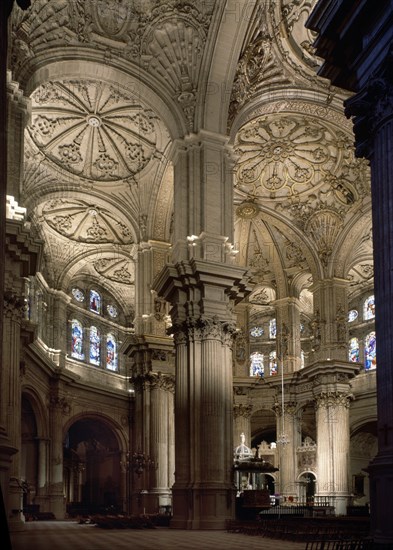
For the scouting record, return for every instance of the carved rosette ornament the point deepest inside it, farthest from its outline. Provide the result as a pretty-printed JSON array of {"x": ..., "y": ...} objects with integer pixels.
[
  {"x": 241, "y": 410},
  {"x": 94, "y": 130}
]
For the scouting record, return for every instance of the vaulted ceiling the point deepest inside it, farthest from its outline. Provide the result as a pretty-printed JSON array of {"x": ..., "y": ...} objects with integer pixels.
[{"x": 114, "y": 83}]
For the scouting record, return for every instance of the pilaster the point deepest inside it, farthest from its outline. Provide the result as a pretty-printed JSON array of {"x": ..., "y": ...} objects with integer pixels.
[
  {"x": 329, "y": 324},
  {"x": 288, "y": 333},
  {"x": 288, "y": 424},
  {"x": 242, "y": 422}
]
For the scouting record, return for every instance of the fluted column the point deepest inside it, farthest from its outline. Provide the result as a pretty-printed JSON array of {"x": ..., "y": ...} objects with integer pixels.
[
  {"x": 332, "y": 417},
  {"x": 287, "y": 425},
  {"x": 162, "y": 387},
  {"x": 329, "y": 324},
  {"x": 372, "y": 109},
  {"x": 58, "y": 407}
]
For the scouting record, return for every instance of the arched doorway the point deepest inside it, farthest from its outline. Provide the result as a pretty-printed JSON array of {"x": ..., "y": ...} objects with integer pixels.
[
  {"x": 92, "y": 468},
  {"x": 307, "y": 488}
]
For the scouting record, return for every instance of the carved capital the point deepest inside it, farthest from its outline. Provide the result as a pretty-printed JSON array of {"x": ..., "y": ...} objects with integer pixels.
[
  {"x": 333, "y": 399},
  {"x": 242, "y": 410},
  {"x": 370, "y": 109},
  {"x": 14, "y": 306}
]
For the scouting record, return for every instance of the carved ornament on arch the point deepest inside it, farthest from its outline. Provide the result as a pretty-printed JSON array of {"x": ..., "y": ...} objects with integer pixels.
[
  {"x": 92, "y": 129},
  {"x": 291, "y": 157},
  {"x": 116, "y": 269},
  {"x": 83, "y": 222}
]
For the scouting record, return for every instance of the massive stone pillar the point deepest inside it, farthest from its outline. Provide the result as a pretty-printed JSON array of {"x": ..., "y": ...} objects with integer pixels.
[
  {"x": 373, "y": 112},
  {"x": 21, "y": 260},
  {"x": 202, "y": 286},
  {"x": 332, "y": 417},
  {"x": 329, "y": 325},
  {"x": 152, "y": 428},
  {"x": 58, "y": 407}
]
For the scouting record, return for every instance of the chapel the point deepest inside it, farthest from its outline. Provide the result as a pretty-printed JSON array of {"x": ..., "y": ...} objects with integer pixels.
[{"x": 191, "y": 240}]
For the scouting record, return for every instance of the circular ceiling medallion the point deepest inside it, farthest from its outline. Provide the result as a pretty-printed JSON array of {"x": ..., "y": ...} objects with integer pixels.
[{"x": 92, "y": 129}]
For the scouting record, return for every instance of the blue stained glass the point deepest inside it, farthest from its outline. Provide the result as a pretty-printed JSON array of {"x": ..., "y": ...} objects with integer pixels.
[
  {"x": 111, "y": 352},
  {"x": 77, "y": 340},
  {"x": 369, "y": 308},
  {"x": 370, "y": 346},
  {"x": 256, "y": 367},
  {"x": 272, "y": 328},
  {"x": 95, "y": 301},
  {"x": 352, "y": 315},
  {"x": 112, "y": 310},
  {"x": 94, "y": 346},
  {"x": 354, "y": 350},
  {"x": 273, "y": 363}
]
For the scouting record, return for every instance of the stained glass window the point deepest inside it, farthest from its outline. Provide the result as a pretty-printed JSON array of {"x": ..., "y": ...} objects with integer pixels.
[
  {"x": 352, "y": 315},
  {"x": 94, "y": 356},
  {"x": 370, "y": 345},
  {"x": 369, "y": 308},
  {"x": 256, "y": 331},
  {"x": 256, "y": 367},
  {"x": 77, "y": 340},
  {"x": 78, "y": 294},
  {"x": 354, "y": 350},
  {"x": 273, "y": 363},
  {"x": 111, "y": 352},
  {"x": 112, "y": 310},
  {"x": 95, "y": 301}
]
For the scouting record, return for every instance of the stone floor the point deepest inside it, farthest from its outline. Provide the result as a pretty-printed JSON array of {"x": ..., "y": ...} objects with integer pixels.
[{"x": 70, "y": 535}]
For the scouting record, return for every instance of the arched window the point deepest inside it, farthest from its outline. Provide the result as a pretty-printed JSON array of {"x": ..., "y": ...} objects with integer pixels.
[
  {"x": 273, "y": 363},
  {"x": 256, "y": 367},
  {"x": 370, "y": 346},
  {"x": 111, "y": 352},
  {"x": 94, "y": 351},
  {"x": 77, "y": 339},
  {"x": 369, "y": 308},
  {"x": 354, "y": 350},
  {"x": 95, "y": 301},
  {"x": 272, "y": 328},
  {"x": 256, "y": 331}
]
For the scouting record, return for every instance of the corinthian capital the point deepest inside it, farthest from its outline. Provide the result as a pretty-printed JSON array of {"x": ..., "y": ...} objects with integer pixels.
[{"x": 370, "y": 108}]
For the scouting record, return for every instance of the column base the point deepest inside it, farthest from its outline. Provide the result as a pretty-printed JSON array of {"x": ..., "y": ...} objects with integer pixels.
[{"x": 202, "y": 508}]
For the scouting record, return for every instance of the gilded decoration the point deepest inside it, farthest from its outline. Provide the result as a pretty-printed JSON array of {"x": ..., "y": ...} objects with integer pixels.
[{"x": 93, "y": 130}]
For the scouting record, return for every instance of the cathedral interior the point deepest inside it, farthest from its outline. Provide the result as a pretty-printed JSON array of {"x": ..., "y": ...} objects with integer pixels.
[{"x": 188, "y": 263}]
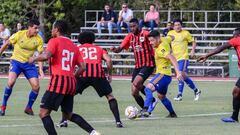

- How to complete this task: Leave the images aside and retype each line of the listing above exactly.

- Answer to this task:
For the scouting record, return for every instance of the carved rosette ornament the point deepest inside it, farthest from its outline. Provide the result as a pretty-printed JSON array of {"x": ..., "y": ...} objects with integer pixels.
[
  {"x": 241, "y": 410},
  {"x": 94, "y": 130}
]
For the scouting record, return for every instance of the vaulted ceiling the point deepest inside it, farthest from its outline. Provide the result as a pretty-printed JSON array of {"x": ..., "y": ...} objects with integer pixels.
[{"x": 114, "y": 83}]
For the scouting record, return for every instance of the pilaster the point deepest inside it, farthest from its outline. Provide the result as a pretty-printed JSON array of {"x": ..., "y": ...} objects with integer pixels.
[
  {"x": 329, "y": 324},
  {"x": 288, "y": 333},
  {"x": 288, "y": 424},
  {"x": 242, "y": 422}
]
For the scouting record, return for every instance of the fluted column the point deepest inside it, farthest from its outline. Provide the result as a pretty-printed JSON array of {"x": ..., "y": ...} objects with integer pixels.
[
  {"x": 332, "y": 417},
  {"x": 287, "y": 425},
  {"x": 162, "y": 387},
  {"x": 329, "y": 324},
  {"x": 372, "y": 109},
  {"x": 58, "y": 407}
]
For the scouting record, return for every instance of the arched doorway the point deepest inside it, farthest from its outline. Provide the result as a pretty-printed JSON array of {"x": ..., "y": ...} objects with integer pixels.
[
  {"x": 92, "y": 468},
  {"x": 307, "y": 488}
]
For the scouting record, return for every instance of the carved capital the point deepest inside it, farthest from its outline. Provide the result as a pretty-printed JSON array of {"x": ..., "y": ...} objects with integer pixels.
[
  {"x": 333, "y": 399},
  {"x": 242, "y": 410},
  {"x": 370, "y": 109},
  {"x": 14, "y": 306}
]
For the scouting record, return for every instance of the carved ornament on arch the point deepest inside it, farthest from its outline. Provide the result as a pretty-printed JSON array of {"x": ..., "y": ...} objects with integer pixels.
[
  {"x": 92, "y": 129},
  {"x": 291, "y": 157},
  {"x": 116, "y": 269},
  {"x": 83, "y": 222}
]
For the scouting record, return for every instance of the massive stone pillar the point deepest inside it, farthest from its outline. Provide the result as a pretty-printed JSON array of {"x": ..., "y": ...} objects with integer pixels.
[
  {"x": 373, "y": 112},
  {"x": 21, "y": 260},
  {"x": 202, "y": 286},
  {"x": 332, "y": 417},
  {"x": 329, "y": 325},
  {"x": 152, "y": 428},
  {"x": 58, "y": 407}
]
For the scouting record, return for every instance of the chapel the point deepest inside it, farthest from its outline. Provide the result as a pretty-printed JSON array of {"x": ..., "y": ...} objects with integer pixels.
[{"x": 191, "y": 240}]
For the scouting record, return for every instance of the circular ceiling medallion the point deepest inside it, farthest from its outline. Provide the result as a pretty-printed JSON array of {"x": ..., "y": ...} objects with integer pixels.
[{"x": 92, "y": 129}]
For the scouting record, return for every instance of the blue stained glass the point deepest inside it, farthest from its outline. Provide the result as a pretty-printed JSON array of {"x": ..., "y": ...} objects with integer pixels.
[
  {"x": 111, "y": 352},
  {"x": 77, "y": 340},
  {"x": 369, "y": 308},
  {"x": 370, "y": 346},
  {"x": 256, "y": 367},
  {"x": 272, "y": 328},
  {"x": 95, "y": 301},
  {"x": 352, "y": 315},
  {"x": 112, "y": 310},
  {"x": 94, "y": 346},
  {"x": 354, "y": 350},
  {"x": 273, "y": 363}
]
For the scouting record, return for every instance of the stained glass window the point deepest inside it, farthest from its outline. Provide the result as a pretty-printed JSON array of {"x": ..., "y": ...} objects with integer pixels.
[
  {"x": 352, "y": 315},
  {"x": 94, "y": 356},
  {"x": 370, "y": 345},
  {"x": 369, "y": 308},
  {"x": 256, "y": 331},
  {"x": 256, "y": 367},
  {"x": 77, "y": 340},
  {"x": 78, "y": 294},
  {"x": 354, "y": 350},
  {"x": 273, "y": 363},
  {"x": 111, "y": 352},
  {"x": 112, "y": 310},
  {"x": 95, "y": 301}
]
For the scouting record, return for every instance of the stone floor the point deepest inside it, farthest from its outline. Provide the result as a pretty-printed JSON array of {"x": ..., "y": ...} objects with integer pixels.
[{"x": 70, "y": 535}]
For the scouting record, return for every instance of the arched window the point deepest inside it, farthest from its outline. Provide the result as a pretty-printed JSON array of {"x": ..., "y": ...} objects with integer pixels.
[
  {"x": 273, "y": 363},
  {"x": 256, "y": 367},
  {"x": 370, "y": 346},
  {"x": 111, "y": 352},
  {"x": 94, "y": 351},
  {"x": 77, "y": 339},
  {"x": 369, "y": 308},
  {"x": 354, "y": 350},
  {"x": 95, "y": 301},
  {"x": 272, "y": 328},
  {"x": 256, "y": 331}
]
For the scouting record, return for every instance of the corinthian capital the point deepest inside it, farthest from its outline. Provide the result as a pretty-printed JSON array of {"x": ..., "y": ...} objects with integer pixels.
[{"x": 370, "y": 108}]
For the scouting record, return for every instance of the column base the point deepest inside it, farthest from its outline. Provide the result as a pretty-printed JSON array of {"x": ..., "y": ...} objects with integer pixels.
[{"x": 202, "y": 508}]
For the scouting record, return for every instance of the gilded decoration the point deepest inside it, farthest from its outline. Provide the result as a pretty-printed JSON array of {"x": ..., "y": ...} objects with integer pixels.
[{"x": 93, "y": 130}]
For the scouting record, return for every instance of the cathedral interior the point deepest inside it, farthest from its outline. Provide the result as a pretty-printed JSON array of {"x": ..., "y": ...} objects with integer pixels.
[{"x": 188, "y": 263}]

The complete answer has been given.